## STATED GOAL
Render every line of the material below as a JSON list of strings, one string per line, omitting blank lines and leaving out the pictures.

BEGIN RECORDS FOR THE EXERCISE

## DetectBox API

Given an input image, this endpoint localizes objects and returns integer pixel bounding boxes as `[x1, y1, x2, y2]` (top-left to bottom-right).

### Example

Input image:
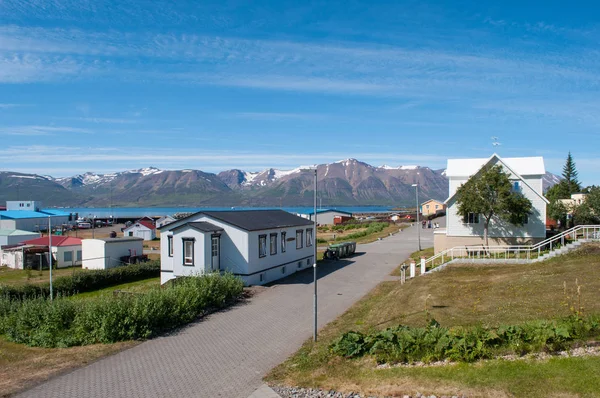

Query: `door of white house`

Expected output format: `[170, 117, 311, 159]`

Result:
[210, 236, 221, 271]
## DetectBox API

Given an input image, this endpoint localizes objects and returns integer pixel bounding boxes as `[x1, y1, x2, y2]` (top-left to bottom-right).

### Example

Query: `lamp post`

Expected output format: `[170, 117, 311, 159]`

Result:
[48, 216, 54, 301]
[301, 165, 317, 341]
[313, 166, 317, 341]
[412, 184, 421, 251]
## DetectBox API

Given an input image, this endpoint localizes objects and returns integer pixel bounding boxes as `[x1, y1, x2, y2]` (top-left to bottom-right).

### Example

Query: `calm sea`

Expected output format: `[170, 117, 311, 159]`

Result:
[61, 206, 392, 218]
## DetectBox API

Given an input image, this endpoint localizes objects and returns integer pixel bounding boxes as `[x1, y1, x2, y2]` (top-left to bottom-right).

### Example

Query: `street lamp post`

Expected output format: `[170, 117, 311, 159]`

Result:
[48, 216, 54, 301]
[313, 166, 317, 341]
[412, 184, 421, 251]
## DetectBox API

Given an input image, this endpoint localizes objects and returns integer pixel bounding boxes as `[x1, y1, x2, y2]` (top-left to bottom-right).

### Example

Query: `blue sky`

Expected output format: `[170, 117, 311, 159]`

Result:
[0, 0, 600, 184]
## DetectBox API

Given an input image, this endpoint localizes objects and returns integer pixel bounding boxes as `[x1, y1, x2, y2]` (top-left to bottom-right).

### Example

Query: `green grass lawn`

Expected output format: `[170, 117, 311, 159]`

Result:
[266, 245, 600, 397]
[72, 277, 160, 300]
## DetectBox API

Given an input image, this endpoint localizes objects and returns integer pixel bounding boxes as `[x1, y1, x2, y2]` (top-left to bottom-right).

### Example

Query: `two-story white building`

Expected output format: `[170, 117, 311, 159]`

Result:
[160, 210, 315, 285]
[434, 154, 548, 253]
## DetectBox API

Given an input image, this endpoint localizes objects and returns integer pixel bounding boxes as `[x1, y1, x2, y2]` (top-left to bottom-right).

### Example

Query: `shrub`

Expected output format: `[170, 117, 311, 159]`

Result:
[0, 274, 243, 347]
[0, 261, 160, 299]
[330, 316, 600, 363]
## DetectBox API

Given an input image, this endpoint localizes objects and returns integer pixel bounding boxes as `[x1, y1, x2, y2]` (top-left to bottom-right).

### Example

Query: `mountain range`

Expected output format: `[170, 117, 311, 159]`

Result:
[0, 159, 560, 207]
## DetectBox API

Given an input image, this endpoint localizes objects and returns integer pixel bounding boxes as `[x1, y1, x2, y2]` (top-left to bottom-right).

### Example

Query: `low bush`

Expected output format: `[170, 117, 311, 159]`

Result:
[330, 316, 600, 363]
[0, 260, 160, 299]
[0, 274, 243, 347]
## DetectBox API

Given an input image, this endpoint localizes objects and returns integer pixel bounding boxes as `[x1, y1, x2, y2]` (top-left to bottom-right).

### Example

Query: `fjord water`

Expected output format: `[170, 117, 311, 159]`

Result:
[61, 206, 392, 218]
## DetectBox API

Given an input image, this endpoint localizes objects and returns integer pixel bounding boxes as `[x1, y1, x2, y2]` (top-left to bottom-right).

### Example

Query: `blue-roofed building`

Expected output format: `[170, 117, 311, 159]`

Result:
[0, 210, 69, 232]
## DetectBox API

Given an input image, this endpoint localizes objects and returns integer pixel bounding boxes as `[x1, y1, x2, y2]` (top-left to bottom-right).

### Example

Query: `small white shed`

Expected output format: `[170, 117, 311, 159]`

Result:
[123, 219, 156, 240]
[82, 236, 144, 269]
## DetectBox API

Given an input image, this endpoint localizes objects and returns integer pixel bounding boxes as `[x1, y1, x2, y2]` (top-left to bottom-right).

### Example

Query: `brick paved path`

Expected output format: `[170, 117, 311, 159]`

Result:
[20, 227, 433, 398]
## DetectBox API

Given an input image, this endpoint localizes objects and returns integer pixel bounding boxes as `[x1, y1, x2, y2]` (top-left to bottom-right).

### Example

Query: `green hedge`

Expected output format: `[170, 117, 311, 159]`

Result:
[0, 274, 243, 347]
[330, 316, 600, 363]
[0, 260, 160, 299]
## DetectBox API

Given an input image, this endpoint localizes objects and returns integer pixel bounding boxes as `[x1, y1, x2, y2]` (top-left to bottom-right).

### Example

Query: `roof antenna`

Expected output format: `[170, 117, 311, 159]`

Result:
[491, 136, 502, 146]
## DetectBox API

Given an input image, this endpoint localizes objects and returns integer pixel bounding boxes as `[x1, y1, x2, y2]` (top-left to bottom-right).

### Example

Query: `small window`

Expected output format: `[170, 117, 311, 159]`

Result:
[258, 235, 267, 257]
[182, 238, 194, 266]
[270, 234, 277, 256]
[463, 213, 479, 224]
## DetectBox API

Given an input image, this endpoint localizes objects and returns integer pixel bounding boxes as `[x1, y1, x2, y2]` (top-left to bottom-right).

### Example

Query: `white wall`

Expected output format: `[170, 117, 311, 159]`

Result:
[446, 159, 546, 238]
[0, 232, 40, 246]
[123, 224, 156, 240]
[52, 245, 83, 268]
[82, 239, 144, 269]
[161, 215, 314, 285]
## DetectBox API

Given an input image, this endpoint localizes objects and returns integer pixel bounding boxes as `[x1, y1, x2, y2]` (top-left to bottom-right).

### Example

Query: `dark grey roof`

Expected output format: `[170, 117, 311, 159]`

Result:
[173, 221, 223, 232]
[198, 210, 313, 231]
[96, 236, 144, 243]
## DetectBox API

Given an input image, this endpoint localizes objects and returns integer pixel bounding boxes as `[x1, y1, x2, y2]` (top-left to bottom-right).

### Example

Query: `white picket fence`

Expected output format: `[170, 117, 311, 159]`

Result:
[419, 225, 600, 274]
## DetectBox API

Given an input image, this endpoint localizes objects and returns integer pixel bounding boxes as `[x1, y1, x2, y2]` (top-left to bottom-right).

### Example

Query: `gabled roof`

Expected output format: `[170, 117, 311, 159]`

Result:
[421, 199, 444, 206]
[304, 209, 352, 216]
[0, 210, 62, 220]
[446, 154, 546, 178]
[160, 210, 313, 231]
[123, 219, 156, 231]
[0, 229, 39, 236]
[444, 154, 550, 205]
[173, 221, 223, 232]
[40, 209, 70, 217]
[21, 235, 81, 247]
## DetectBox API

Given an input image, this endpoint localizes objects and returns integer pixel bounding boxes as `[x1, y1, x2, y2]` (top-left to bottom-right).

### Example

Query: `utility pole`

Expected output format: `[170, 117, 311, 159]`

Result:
[313, 166, 317, 341]
[412, 184, 421, 251]
[48, 216, 54, 301]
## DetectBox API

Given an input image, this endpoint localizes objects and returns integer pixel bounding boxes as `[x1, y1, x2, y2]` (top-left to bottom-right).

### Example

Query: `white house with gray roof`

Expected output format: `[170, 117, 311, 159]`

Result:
[434, 154, 548, 253]
[160, 210, 314, 285]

END RECORDS FOR THE EXERCISE

## WORKED ANSWER
[
  "## DetectBox API",
  "Given an input image, this endpoint localizes objects and returns integer pixel bounding boxes as `[x1, y1, x2, y2]` (top-left to bottom-right).",
  "### Example",
  "Input image:",
  "Query: `door of white house`",
  "Expected output format: `[170, 117, 311, 159]`",
  "Result:",
  "[210, 236, 221, 271]",
  "## DetectBox API",
  "Given an input image, this endpoint localizes objects and returns integer pixel bounding boxes as `[x1, y1, x2, y2]` (top-left to bottom-right).",
  "### Example",
  "Query: `lamp post`",
  "Expected output format: `[170, 117, 311, 159]`",
  "Result:",
  "[48, 216, 54, 301]",
  "[301, 165, 317, 341]",
  "[313, 166, 317, 341]",
  "[412, 184, 421, 251]",
  "## DetectBox API",
  "Given an input image, this endpoint localizes objects and returns integer pixel bounding boxes as `[x1, y1, x2, y2]` (top-left to bottom-right).",
  "### Example",
  "Query: `calm sea`",
  "Expected output format: `[170, 117, 311, 159]`",
  "Result:",
  "[61, 206, 392, 218]",
  "## DetectBox API",
  "Given an input image, this endpoint localizes objects and returns integer pixel bounding boxes as `[x1, y1, x2, y2]` (top-left to bottom-right).",
  "### Example",
  "Query: `street lamp post`",
  "Expected output format: `[170, 117, 311, 159]`",
  "Result:",
  "[48, 216, 54, 301]",
  "[313, 166, 317, 341]",
  "[412, 184, 421, 251]",
  "## DetectBox API",
  "Given an input image, this endpoint localizes objects and returns integer pixel bounding boxes as `[x1, y1, x2, y2]` (top-left to bottom-right).",
  "### Example",
  "Query: `blue sky`",
  "Expected output format: `[170, 117, 311, 159]`",
  "Result:",
  "[0, 0, 600, 184]",
  "## DetectBox API",
  "Given an input image, this endpoint localizes objects and returns integer pixel bounding boxes as `[x1, y1, x2, y2]` (top-left to bottom-right).",
  "### Example",
  "Query: `green grass lawn`",
  "Expected output format: `[170, 117, 311, 159]`",
  "Result:",
  "[266, 245, 600, 397]",
  "[72, 277, 160, 300]",
  "## DetectBox API",
  "Given an input image, this endpoint localizes objects and returns integer pixel bounding boxes as `[x1, y1, x2, y2]` (top-left to bottom-right).",
  "### Example",
  "Query: `two-story white building`",
  "Expected output format: `[170, 117, 311, 159]`",
  "Result:",
  "[160, 210, 315, 285]",
  "[434, 154, 548, 253]",
  "## DetectBox API",
  "Given an input image, this endpoint localizes objects and returns integer pixel bounding boxes as `[x1, y1, x2, y2]` (top-left to bottom-right).",
  "### Example",
  "Query: `shrub`",
  "Expected output format: `[170, 117, 311, 159]`",
  "Result:",
  "[0, 274, 243, 347]",
  "[0, 261, 160, 299]",
  "[330, 316, 600, 363]",
  "## DetectBox API",
  "Given an input image, this endpoint localizes objects and returns integer pixel bounding boxes as `[x1, y1, x2, y2]` (top-left to bottom-right).",
  "### Example",
  "Query: `mountain range`",
  "Expected output format: `[170, 117, 311, 159]`",
  "Result:",
  "[0, 159, 560, 207]",
  "## DetectBox API",
  "Given an input image, this endpoint localizes objects and returns integer pixel bounding boxes as `[x1, y1, x2, y2]` (top-left to bottom-right).",
  "### Example",
  "Query: `low bush`",
  "Expected output format: `[170, 117, 311, 159]`",
  "Result:",
  "[330, 316, 600, 363]",
  "[0, 260, 160, 299]",
  "[0, 274, 243, 347]",
  "## DetectBox API",
  "Given an input image, this endpoint localizes objects and returns integer pixel bounding boxes as `[x1, y1, x2, y2]` (top-left to bottom-right).",
  "### Example",
  "Query: `fjord water`",
  "Expected output format: `[170, 117, 311, 159]`",
  "Result:",
  "[61, 206, 392, 218]",
  "## DetectBox API",
  "Given an input image, this endpoint localizes objects and returns integer pixel bounding boxes as `[x1, y1, x2, y2]` (top-left to bottom-right).",
  "### Example",
  "Query: `blue-roofed building`",
  "Expected output format: `[170, 117, 311, 159]`",
  "Result:",
  "[0, 210, 69, 232]",
  "## DetectBox API",
  "Given an input image, this endpoint localizes objects and returns integer pixel bounding boxes as `[x1, y1, x2, y2]` (top-left to bottom-right).",
  "### Example",
  "Query: `small white shed`",
  "Expected output format: `[170, 117, 311, 159]`",
  "Result:",
  "[123, 219, 156, 240]",
  "[82, 236, 144, 269]",
  "## DetectBox API",
  "Given an input image, this endpoint localizes objects and returns integer pixel bounding boxes as `[x1, y1, x2, y2]` (top-left to bottom-right).",
  "### Example",
  "Query: `brick paved path`",
  "Expected output format: `[170, 117, 311, 159]`",
  "Result:",
  "[20, 227, 433, 398]",
  "## DetectBox API",
  "Given an input image, this endpoint localizes objects and returns integer pixel bounding boxes as `[x1, y1, x2, y2]` (top-left to bottom-right).",
  "### Example",
  "Query: `green hedge`",
  "Expected output format: `[170, 117, 311, 159]`",
  "Result:",
  "[0, 274, 243, 347]",
  "[330, 316, 600, 363]",
  "[0, 260, 160, 299]",
  "## DetectBox API",
  "Given an input image, this endpoint localizes objects and returns integer pixel bounding boxes as `[x1, y1, x2, y2]` (top-left to bottom-right).",
  "### Example",
  "Query: `roof antenna`",
  "Expected output format: `[170, 117, 311, 159]`",
  "Result:",
  "[491, 136, 502, 146]",
  "## DetectBox API",
  "Given an input image, this endpoint localizes objects and returns integer pixel bounding boxes as `[x1, y1, x2, y2]` (top-left to bottom-right).",
  "### Example",
  "Query: `small window`",
  "Expected output format: `[170, 117, 311, 159]`",
  "Result:",
  "[258, 235, 267, 257]",
  "[182, 238, 194, 266]",
  "[270, 234, 277, 256]",
  "[463, 213, 479, 224]",
  "## DetectBox API",
  "Given an input image, this endpoint localizes objects and returns integer pixel bounding boxes as `[x1, y1, x2, y2]` (top-left to bottom-right).",
  "### Example",
  "Query: `white wall`",
  "Expected output format: `[170, 117, 311, 159]`",
  "Result:",
  "[446, 159, 546, 238]",
  "[0, 232, 40, 246]",
  "[123, 224, 156, 240]",
  "[52, 245, 83, 268]",
  "[82, 239, 144, 269]",
  "[161, 215, 314, 285]",
  "## DetectBox API",
  "Given an input image, this endpoint localizes objects and returns integer pixel bounding boxes as `[x1, y1, x2, y2]` (top-left to bottom-right).",
  "### Example",
  "Query: `dark grey roof`",
  "Expected output format: `[170, 117, 311, 159]`",
  "Result:",
  "[173, 221, 223, 232]",
  "[198, 210, 313, 231]",
  "[96, 236, 144, 243]",
  "## DetectBox API",
  "Given an input image, this endpoint localizes objects and returns integer pixel bounding boxes as `[x1, y1, x2, y2]` (top-left to bottom-right).",
  "### Example",
  "Query: `white picket fence`",
  "Expected output format: `[170, 117, 311, 159]`",
  "Result:",
  "[419, 225, 600, 274]",
  "## DetectBox API",
  "Given an input image, this endpoint localizes objects and returns integer pixel bounding boxes as `[x1, y1, x2, y2]` (top-left to bottom-right).",
  "### Example",
  "Query: `gabled roof`",
  "Expected output format: `[170, 117, 311, 159]`",
  "Result:",
  "[421, 199, 444, 206]",
  "[304, 209, 352, 216]",
  "[0, 210, 62, 220]",
  "[446, 154, 546, 178]",
  "[160, 210, 313, 231]",
  "[123, 219, 156, 231]",
  "[0, 229, 39, 236]",
  "[444, 154, 550, 205]",
  "[173, 221, 223, 232]",
  "[40, 209, 70, 217]",
  "[21, 235, 81, 247]",
  "## DetectBox API",
  "Given an input image, this endpoint localizes objects and returns integer pixel bounding boxes as `[x1, y1, x2, y2]` (top-left to bottom-right).",
  "### Example",
  "Query: `utility pole`",
  "Expected output format: `[170, 117, 311, 159]`",
  "Result:",
  "[313, 166, 317, 341]",
  "[412, 184, 421, 251]",
  "[48, 216, 54, 301]",
  "## DetectBox API",
  "Given an input image, this endpoint localizes objects and returns integer pixel bounding boxes as `[x1, y1, x2, y2]` (top-left to bottom-right).",
  "### Example",
  "Query: `white house with gray roof`",
  "Expected output format: `[170, 117, 311, 159]`",
  "Result:",
  "[434, 154, 548, 253]",
  "[160, 210, 314, 285]"
]